§ QUELLENAUSZUG
_ _ _
Jeder Strukturwandel einer Gesellschaft gründet im Wandel der dem Weltverständnis in der Gesellschaft zugrundeliegenden Begriffsgefüge und damit der Handlungen, die aus diesem Weltverständnis abgeleitet werden. So kann man durch eine philosophische Untersuchung den Status des Verstehens einer Gesellschaft konstatieren, indem man die Veränderungen der Begriffe und ihres Kontextes untersucht, nach Gesetzmäßigkeiten forscht, die hinter den Veränderungen der Begriffsgefüge stehen, und dann mögliche zukünftige Entwicklungen der Begriffsgefüge vorhersagen.

Die Gegenstände jeder philosophischen Untersuchung des gesellschaftlichen Wandels sind daher die grundlegenden Begriffe einer Zivilisation, deren Wandel eine tiefgreifende Änderung des Weltverständnisses, der Orientierung in der Welt und der Wertungen des Handelns nach sich zieht. Wenngleich dieser Wandel in den meisten historischen Zeiten kontinuierlich, nur für den aufmerksamen Beobachter merklich ist, und mit geringen Veränderungen geschieht, so gibt es doch immer wieder historisch hervorragende, relativ kurze Zeiträume (100 bis 150 Jahre), in denen akzelerierend Begriffe und damit Weltverständnisse geändert werden und die zu einer weitgehend neuen Sicht der Welt und damit neuen Begriffsgefüge führen. Diesen Wandel bezeichne ich als den Übergang von einer traditionellen Gesellschaft zu einer posttraditionellen Gesellschaft.[7]

Diese posttraditionelle Gesellschaft ist eine transeunte und sehr labile Kulturform, die, wenn sie zu ihrem Ende hin zu einer in sich gefügten stabileren Gesellschaftsform geführt hat, wieder zu einer nun neu gefügten traditionellen Gesellschaft führt.

Wir leben heute in einer solchen posttraditionellen Gesellschaft und ihr Studium kann uns zu einer erhöhten Aufmerksamkeit für die Entwicklungsmöglichkeiten auf eine zukünftige traditionelle Gesellschaft hin führen.


2. Was charakterisiert eine traditionelle Gesellschaft?

Der gesellschaftliche Wandel, von dem im folgenden die Rede sein soll, hat sich in der Geschichte des Abendlandes zweimal vollzogen und ist zur Zeit wieder im Gange: Diese historischen posttraditionellen Phasen sind die Spätantike und die Renaissance. Die traditionellen Phasen sind also vom Typ der antiken Gesellschaft, der mittelalterlichen Gesellschaft und der Gesellschaft der Neuzeit.

Traditionelle Gesellschaften wandeln sich demnach durchaus, aber so, dass ihr grundsätzliches Weltverständnis in kleinen Zeiträumen nicht wesentlich geändert wird. Kriegerische, wirtschaftliche Ereignisse und epidemische Krankheiten können in der traditionellen Gesellschaft zu gravierenden soziologischen Verwerfungen führen, sie ändern jedoch nichts an der Stabilität der Begriffsgefüge und daran, dass die Gesellschaft «philosophische Stabilität“ behält.
_ _ _
§ VORLIEGENDE ANGABEN

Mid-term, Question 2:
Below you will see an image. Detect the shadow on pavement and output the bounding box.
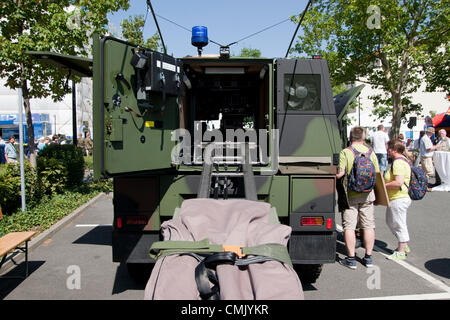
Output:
[112,263,152,297]
[73,226,112,246]
[425,258,450,279]
[0,261,45,300]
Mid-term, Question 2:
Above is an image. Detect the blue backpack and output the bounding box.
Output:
[392,158,428,200]
[348,146,376,193]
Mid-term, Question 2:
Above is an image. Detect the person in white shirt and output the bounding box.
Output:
[437,129,450,151]
[370,124,389,173]
[419,127,439,178]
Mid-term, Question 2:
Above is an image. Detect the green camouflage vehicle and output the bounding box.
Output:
[28,30,361,282]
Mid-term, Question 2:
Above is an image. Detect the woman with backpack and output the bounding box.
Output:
[384,139,411,260]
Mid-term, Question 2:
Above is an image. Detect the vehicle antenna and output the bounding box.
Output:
[284,0,312,58]
[147,0,167,54]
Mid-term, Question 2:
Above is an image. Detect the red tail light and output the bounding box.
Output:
[300,217,323,226]
[127,216,147,224]
[327,219,333,229]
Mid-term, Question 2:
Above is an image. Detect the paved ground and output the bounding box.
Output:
[0,188,450,300]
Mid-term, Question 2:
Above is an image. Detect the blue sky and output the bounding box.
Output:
[108,0,308,58]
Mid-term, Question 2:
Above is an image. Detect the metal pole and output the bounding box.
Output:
[18,88,25,211]
[358,96,361,126]
[72,80,78,145]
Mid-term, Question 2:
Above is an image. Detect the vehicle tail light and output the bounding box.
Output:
[300,217,323,226]
[127,216,147,225]
[327,219,333,229]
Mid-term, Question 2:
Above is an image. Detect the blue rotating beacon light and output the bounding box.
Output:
[191,26,208,56]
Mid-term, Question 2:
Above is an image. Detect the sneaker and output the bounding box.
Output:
[362,256,373,268]
[339,257,356,270]
[387,251,406,260]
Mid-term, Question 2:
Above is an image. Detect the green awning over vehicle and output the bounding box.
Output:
[26,51,92,77]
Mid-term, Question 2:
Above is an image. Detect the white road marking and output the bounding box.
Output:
[336,224,450,299]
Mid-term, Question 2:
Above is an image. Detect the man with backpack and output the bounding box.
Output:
[384,139,411,260]
[336,126,380,269]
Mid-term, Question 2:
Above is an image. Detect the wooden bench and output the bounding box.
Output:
[0,231,36,278]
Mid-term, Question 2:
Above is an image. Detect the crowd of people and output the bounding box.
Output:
[336,125,450,269]
[0,132,94,164]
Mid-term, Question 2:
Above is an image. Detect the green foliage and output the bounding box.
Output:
[0,161,41,214]
[37,143,84,192]
[37,157,68,195]
[0,188,104,234]
[120,15,160,51]
[292,0,450,137]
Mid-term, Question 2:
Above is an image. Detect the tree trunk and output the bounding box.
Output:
[389,92,403,140]
[22,77,36,168]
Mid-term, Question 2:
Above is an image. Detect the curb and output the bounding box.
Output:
[1,192,106,275]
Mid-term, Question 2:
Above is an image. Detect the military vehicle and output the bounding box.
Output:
[28,11,361,282]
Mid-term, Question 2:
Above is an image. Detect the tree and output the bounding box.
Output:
[293,0,450,138]
[0,0,129,163]
[120,15,160,51]
[239,47,261,58]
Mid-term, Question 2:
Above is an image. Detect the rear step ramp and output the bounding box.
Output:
[197,143,258,201]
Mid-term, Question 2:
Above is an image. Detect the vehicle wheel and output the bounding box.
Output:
[127,263,154,283]
[294,264,323,284]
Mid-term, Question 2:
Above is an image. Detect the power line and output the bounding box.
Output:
[156,14,291,47]
[227,18,291,47]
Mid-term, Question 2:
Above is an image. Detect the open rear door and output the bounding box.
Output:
[333,84,364,121]
[333,84,364,148]
[93,36,182,176]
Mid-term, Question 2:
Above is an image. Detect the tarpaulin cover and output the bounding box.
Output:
[144,199,304,300]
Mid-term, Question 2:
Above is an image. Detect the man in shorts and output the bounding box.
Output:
[336,127,380,269]
[419,127,439,178]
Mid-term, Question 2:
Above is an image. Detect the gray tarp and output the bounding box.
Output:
[144,199,304,300]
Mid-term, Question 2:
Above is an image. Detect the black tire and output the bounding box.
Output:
[294,264,323,284]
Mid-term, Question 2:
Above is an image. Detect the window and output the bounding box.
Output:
[284,74,320,111]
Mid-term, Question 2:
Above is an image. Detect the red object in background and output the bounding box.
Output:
[431,113,445,127]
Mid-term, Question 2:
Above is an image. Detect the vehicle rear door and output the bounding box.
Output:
[93,36,182,176]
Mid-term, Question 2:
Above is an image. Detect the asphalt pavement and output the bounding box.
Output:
[0,188,450,300]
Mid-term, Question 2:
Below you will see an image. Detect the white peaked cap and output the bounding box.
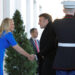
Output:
[62,1,75,8]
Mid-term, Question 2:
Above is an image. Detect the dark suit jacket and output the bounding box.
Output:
[39,22,57,75]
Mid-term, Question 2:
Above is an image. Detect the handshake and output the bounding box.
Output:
[27,54,38,61]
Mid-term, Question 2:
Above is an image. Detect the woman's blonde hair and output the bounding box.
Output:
[0,18,12,35]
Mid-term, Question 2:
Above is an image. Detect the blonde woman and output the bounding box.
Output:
[0,18,34,75]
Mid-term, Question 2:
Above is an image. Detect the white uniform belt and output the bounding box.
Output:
[58,43,75,47]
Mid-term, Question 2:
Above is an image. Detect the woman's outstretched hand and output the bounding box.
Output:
[28,54,35,61]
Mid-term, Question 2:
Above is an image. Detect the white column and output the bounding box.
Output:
[0,0,3,25]
[10,0,16,18]
[26,0,33,38]
[3,0,10,18]
[33,0,42,39]
[15,0,21,12]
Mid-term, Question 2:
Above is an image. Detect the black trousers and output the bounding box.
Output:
[39,58,56,75]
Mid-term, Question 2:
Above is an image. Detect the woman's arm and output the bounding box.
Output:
[13,45,35,61]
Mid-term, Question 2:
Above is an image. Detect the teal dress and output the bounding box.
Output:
[0,31,17,75]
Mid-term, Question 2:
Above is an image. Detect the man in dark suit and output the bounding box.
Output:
[38,13,56,75]
[53,1,75,75]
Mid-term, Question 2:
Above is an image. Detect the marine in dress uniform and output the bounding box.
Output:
[53,1,75,75]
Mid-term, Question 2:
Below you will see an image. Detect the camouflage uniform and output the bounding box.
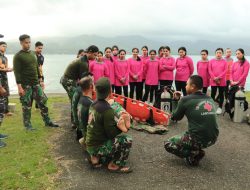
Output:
[20,84,51,128]
[88,135,132,167]
[13,50,53,129]
[60,56,89,126]
[165,132,210,158]
[0,53,10,113]
[165,91,219,164]
[71,86,82,127]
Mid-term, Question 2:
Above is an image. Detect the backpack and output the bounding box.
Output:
[223,85,248,119]
[154,86,175,109]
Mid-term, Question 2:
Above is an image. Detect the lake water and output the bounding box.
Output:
[6,54,250,94]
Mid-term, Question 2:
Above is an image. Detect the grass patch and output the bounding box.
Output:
[0,97,68,190]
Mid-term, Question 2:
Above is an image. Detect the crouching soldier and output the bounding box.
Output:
[86,77,132,173]
[165,75,219,166]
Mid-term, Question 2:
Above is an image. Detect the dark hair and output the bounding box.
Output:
[215,48,224,53]
[104,47,112,52]
[149,49,156,54]
[178,47,187,56]
[236,48,246,66]
[141,46,148,50]
[163,46,171,52]
[189,75,203,90]
[77,49,84,55]
[132,48,141,61]
[86,45,99,53]
[98,51,103,55]
[0,41,7,46]
[104,47,114,62]
[81,72,93,78]
[118,49,127,54]
[79,76,93,91]
[158,46,164,53]
[111,45,119,51]
[19,34,30,42]
[35,41,43,47]
[201,49,208,55]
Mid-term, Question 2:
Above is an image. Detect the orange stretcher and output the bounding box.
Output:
[112,93,171,126]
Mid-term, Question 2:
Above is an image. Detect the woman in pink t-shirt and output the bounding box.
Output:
[114,49,129,97]
[142,50,160,103]
[159,46,175,88]
[128,48,143,100]
[103,47,115,92]
[112,45,119,61]
[230,48,249,88]
[175,47,194,96]
[89,51,109,83]
[197,49,210,94]
[209,48,227,115]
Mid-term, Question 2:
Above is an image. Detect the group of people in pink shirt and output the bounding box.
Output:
[89,46,249,114]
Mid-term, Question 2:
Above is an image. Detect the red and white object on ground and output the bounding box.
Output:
[113,93,171,126]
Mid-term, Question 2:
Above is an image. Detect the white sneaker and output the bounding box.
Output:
[216,108,222,115]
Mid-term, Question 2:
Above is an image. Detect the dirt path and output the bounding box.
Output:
[51,104,250,190]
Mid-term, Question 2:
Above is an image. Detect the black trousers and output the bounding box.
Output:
[160,80,173,88]
[175,81,187,96]
[115,86,128,97]
[211,86,225,108]
[202,87,208,94]
[129,82,143,100]
[142,84,158,103]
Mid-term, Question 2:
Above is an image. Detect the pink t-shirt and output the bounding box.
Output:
[89,61,109,83]
[114,59,129,86]
[159,57,175,80]
[197,60,210,87]
[128,58,143,82]
[231,60,249,87]
[175,56,194,81]
[103,58,115,85]
[208,59,227,86]
[225,57,234,80]
[145,59,160,85]
[140,56,150,80]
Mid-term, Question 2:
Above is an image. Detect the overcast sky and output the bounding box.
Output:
[0,0,250,43]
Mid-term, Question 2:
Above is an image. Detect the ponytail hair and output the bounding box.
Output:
[236,48,246,66]
[178,47,187,56]
[215,48,224,53]
[132,48,141,61]
[104,47,114,63]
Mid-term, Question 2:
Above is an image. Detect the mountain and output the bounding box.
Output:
[3,35,250,54]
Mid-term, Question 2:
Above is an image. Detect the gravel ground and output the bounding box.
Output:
[50,104,250,190]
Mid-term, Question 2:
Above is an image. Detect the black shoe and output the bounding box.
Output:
[0,134,8,139]
[46,122,59,127]
[0,141,6,148]
[184,150,205,166]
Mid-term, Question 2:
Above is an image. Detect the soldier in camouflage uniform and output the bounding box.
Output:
[165,75,219,166]
[0,42,13,116]
[60,45,99,128]
[86,77,132,173]
[0,73,8,148]
[13,34,58,130]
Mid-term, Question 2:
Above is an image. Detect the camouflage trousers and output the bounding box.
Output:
[71,86,82,127]
[164,132,208,158]
[87,135,132,166]
[20,84,51,128]
[0,97,5,125]
[60,76,77,125]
_ _ _
§ ARBEITSSCHRITTE
**1)** Nenne alle Phasen der abendländischen Geschichte, die der Quellenauszug aufzählt. Ordne jede Phase als traditionell oder posttraditionell ein.
**2)** Fasse den Absatz des Quellenauszugs, der mit „Die Gegenstände jeder philosophischen Untersuchung“ beginnt, als Stichpunktliste zusammen.
**3)** Wie lange dauern laut Quellenauszug die relativ kurzen Zeiträume, in denen sich Begriffe beschleunigt ändern?

§ LÖSUNGEN
**1)**
Posttraditionell:
- Spätantike
- Renaissance

Traditionell:
- antike Gesellschaft
- mittelalterliche Gesellschaft
- Gesellschaft der Neuzeit

**2)**
- Gegenstand der philosophischen Untersuchung gesellschaftlichen Wandels sind die grundlegenden Begriffe einer Zivilisation.
- Ihr Wandel verändert Weltverständnis, Orientierung in der Welt und Wertungen des Handelns tiefgreifend.
- Meist verläuft dieser Wandel kontinuierlich, in kleinen Schritten und kaum merklich.
- In relativ kurzen Zeiträumen von 100 bis 150 Jahren ändern sich Begriffe und Weltverständnisse jedoch beschleunigt.
- Daraus entstehen eine weitgehend neue Sicht der Welt und neue Begriffsgefüge.
- Dieser Wandel wird als Übergang von einer traditionellen zu einer posttraditionellen Gesellschaft bezeichnet.

**3)** 100 bis 150 Jahre.